A fazer = Transcreva sem alterações o trecho do texto sobre vacinação que começa em "Uma reflexão sobre" e termina em "erradicada do planeta.".

Bloco de texto =
--------------------------------------------------
Uma reflexão sobre a segurança e os benefícios da vacinação
Gui Freitas é colunista do Jornal de Toronto
Há relatos de que o estudo sobre as vacinas iniciou no Oriente 1000 anos antes de Cristo, mas apenas em 1789 a primeira vacina foi desenvolvida. Ela surgiu da observação que pessoas que cuidavam de animais infectados com o vírus tinham mais dificuldade de serem infectados pela doença, e quando infectados, desenvolviam formas leves e não morriam. A medicina foi evoluindo, cada vez mais pessoas foram vacinadas, até que em 1979 a varíola foi considerada erradicada do planeta.
Essa primeira vacina usava a inoculação do vírus vivo, com a diferença que não era o humano, mas sim o bovino. O segundo grande passo foi o uso do vírus humano atenuado, na vacina contra a febre-amarela, em 1937. A partir daí, o estudo das vacinas foi se desenvolvendo cada vez mais, visando aumentar a eficácia e diminuir os efeitos colaterais, sendo a década de 80 um divisor de águas, com o desenvolvimento das vacinas usando técnicas de DNA recombinante e partículas virais.
Assim, surgiram várias vacinas que foram amplamente usadas em todo o mundo. Não há um calendário de vacinação universal. As vacinas levam em consideração a incidência e prevalência das doenças em cada país. Por isso, a criança que nasce no Brasil toma a BCG na primeira semana de vida e no Canadá ela não está incluída no calendário vacinal desde o começo da década de 70, quando foi considerada erradicada do país.
--------------------------------------------------
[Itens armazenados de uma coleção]
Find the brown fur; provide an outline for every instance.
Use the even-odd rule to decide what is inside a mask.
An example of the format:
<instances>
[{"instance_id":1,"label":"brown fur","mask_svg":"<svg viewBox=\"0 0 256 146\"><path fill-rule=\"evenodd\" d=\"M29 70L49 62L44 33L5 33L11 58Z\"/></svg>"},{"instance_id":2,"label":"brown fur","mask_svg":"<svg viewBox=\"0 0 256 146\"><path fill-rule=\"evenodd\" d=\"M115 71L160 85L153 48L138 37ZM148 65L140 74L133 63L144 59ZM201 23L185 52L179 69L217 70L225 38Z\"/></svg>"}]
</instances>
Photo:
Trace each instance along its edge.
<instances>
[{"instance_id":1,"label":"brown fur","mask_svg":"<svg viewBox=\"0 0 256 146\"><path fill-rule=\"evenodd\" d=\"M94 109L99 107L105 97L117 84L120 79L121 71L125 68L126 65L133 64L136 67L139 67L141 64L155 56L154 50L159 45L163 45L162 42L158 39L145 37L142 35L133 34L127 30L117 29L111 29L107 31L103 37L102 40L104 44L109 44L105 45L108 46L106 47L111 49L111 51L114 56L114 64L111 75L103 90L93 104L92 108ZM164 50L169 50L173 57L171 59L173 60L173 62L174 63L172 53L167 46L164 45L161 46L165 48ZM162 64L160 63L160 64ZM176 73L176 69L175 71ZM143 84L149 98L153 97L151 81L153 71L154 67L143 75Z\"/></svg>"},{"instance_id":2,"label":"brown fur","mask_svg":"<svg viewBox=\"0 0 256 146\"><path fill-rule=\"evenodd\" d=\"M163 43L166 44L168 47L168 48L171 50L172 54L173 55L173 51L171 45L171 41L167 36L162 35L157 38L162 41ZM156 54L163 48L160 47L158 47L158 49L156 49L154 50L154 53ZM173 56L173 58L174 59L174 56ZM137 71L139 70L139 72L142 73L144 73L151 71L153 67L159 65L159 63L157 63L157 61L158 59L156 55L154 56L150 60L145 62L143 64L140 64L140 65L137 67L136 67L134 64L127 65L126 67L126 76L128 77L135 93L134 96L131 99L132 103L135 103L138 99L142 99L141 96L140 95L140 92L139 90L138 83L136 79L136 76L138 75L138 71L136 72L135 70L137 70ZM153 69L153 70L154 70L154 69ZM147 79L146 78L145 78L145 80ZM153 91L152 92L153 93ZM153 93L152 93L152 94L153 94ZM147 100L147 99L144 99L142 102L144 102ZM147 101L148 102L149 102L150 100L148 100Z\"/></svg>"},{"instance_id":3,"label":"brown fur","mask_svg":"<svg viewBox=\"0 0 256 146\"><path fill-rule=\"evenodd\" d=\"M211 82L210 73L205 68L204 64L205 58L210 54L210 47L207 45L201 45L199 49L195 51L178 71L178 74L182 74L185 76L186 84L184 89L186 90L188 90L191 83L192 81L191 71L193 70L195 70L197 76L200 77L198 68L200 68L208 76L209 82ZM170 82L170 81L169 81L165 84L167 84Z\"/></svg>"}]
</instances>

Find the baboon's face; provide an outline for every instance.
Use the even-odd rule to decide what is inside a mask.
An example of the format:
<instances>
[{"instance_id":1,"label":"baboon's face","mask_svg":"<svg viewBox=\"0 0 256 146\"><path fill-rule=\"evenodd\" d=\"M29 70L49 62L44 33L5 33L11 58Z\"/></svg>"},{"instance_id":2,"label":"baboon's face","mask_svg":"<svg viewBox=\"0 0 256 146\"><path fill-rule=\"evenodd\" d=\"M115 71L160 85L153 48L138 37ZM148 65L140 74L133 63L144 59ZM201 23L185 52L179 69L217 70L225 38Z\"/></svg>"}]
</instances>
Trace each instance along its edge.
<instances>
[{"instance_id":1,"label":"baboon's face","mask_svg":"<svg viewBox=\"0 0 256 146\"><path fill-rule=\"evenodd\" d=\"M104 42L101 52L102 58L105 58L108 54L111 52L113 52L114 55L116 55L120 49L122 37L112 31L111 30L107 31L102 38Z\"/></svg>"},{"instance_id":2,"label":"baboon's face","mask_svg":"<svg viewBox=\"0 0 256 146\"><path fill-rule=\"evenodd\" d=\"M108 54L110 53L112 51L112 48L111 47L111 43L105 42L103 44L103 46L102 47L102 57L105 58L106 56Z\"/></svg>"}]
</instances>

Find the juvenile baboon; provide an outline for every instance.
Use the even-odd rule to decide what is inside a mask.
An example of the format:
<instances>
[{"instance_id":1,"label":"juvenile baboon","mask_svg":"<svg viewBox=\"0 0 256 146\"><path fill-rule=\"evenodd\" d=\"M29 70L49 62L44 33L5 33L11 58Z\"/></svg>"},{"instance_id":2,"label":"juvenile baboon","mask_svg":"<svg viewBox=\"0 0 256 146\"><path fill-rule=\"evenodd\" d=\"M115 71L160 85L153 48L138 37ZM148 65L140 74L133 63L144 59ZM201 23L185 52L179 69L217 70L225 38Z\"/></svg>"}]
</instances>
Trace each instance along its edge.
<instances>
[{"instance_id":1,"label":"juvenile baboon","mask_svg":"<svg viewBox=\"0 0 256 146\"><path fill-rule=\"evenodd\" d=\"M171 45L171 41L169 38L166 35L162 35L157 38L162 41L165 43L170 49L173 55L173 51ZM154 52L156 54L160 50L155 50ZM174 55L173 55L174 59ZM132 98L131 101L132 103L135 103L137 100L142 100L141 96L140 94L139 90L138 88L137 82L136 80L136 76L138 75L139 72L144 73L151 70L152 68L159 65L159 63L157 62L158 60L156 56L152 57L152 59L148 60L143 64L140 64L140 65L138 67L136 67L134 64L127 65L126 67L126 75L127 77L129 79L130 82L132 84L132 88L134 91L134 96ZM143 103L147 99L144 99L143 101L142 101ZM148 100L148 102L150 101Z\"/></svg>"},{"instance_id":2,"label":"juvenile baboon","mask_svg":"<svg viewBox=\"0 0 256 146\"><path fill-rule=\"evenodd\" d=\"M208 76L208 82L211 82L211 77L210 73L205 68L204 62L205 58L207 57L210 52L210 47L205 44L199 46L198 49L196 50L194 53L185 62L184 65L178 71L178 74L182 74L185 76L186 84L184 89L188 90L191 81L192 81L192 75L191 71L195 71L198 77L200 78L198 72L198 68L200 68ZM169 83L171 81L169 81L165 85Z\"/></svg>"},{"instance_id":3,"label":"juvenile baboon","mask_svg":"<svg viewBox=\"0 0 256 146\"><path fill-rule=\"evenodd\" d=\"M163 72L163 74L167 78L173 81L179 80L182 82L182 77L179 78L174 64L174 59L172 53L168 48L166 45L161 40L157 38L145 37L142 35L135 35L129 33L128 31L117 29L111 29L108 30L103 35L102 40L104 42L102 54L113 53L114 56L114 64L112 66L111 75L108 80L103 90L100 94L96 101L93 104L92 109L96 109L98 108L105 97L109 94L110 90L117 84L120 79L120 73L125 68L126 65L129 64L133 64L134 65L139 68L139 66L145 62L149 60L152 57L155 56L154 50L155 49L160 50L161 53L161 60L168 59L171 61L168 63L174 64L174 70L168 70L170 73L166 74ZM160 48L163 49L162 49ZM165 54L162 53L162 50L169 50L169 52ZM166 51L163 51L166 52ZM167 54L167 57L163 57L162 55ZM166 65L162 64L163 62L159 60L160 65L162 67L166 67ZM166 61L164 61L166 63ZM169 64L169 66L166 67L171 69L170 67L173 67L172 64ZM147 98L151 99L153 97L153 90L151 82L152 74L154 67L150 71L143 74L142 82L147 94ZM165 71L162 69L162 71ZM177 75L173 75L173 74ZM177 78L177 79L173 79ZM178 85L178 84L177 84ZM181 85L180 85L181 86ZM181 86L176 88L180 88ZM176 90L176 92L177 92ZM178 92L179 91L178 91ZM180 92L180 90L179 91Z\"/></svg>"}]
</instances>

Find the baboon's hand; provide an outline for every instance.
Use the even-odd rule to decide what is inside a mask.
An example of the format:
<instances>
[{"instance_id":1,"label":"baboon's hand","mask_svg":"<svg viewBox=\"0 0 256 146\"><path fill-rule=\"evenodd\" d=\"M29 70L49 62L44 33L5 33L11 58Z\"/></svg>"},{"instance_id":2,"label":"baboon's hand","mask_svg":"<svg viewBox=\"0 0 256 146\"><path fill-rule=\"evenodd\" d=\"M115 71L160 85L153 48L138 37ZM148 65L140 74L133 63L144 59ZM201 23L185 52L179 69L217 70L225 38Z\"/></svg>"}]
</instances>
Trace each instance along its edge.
--------------------------------------------------
Tarefa concluída =
Uma reflexão sobre a segurança e os benefícios da vacinação
Gui Freitas é colunista do Jornal de Toronto
Há relatos de que o estudo sobre as vacinas iniciou no Oriente 1000 anos antes de Cristo, mas apenas em 1789 a primeira vacina foi desenvolvida. Ela surgiu da observação que pessoas que cuidavam de animais infectados com o vírus tinham mais dificuldade de serem infectados pela doença, e quando infectados, desenvolviam formas leves e não morriam. A medicina foi evoluindo, cada vez mais pessoas foram vacinadas, até que em 1979 a varíola foi considerada erradicada do planeta.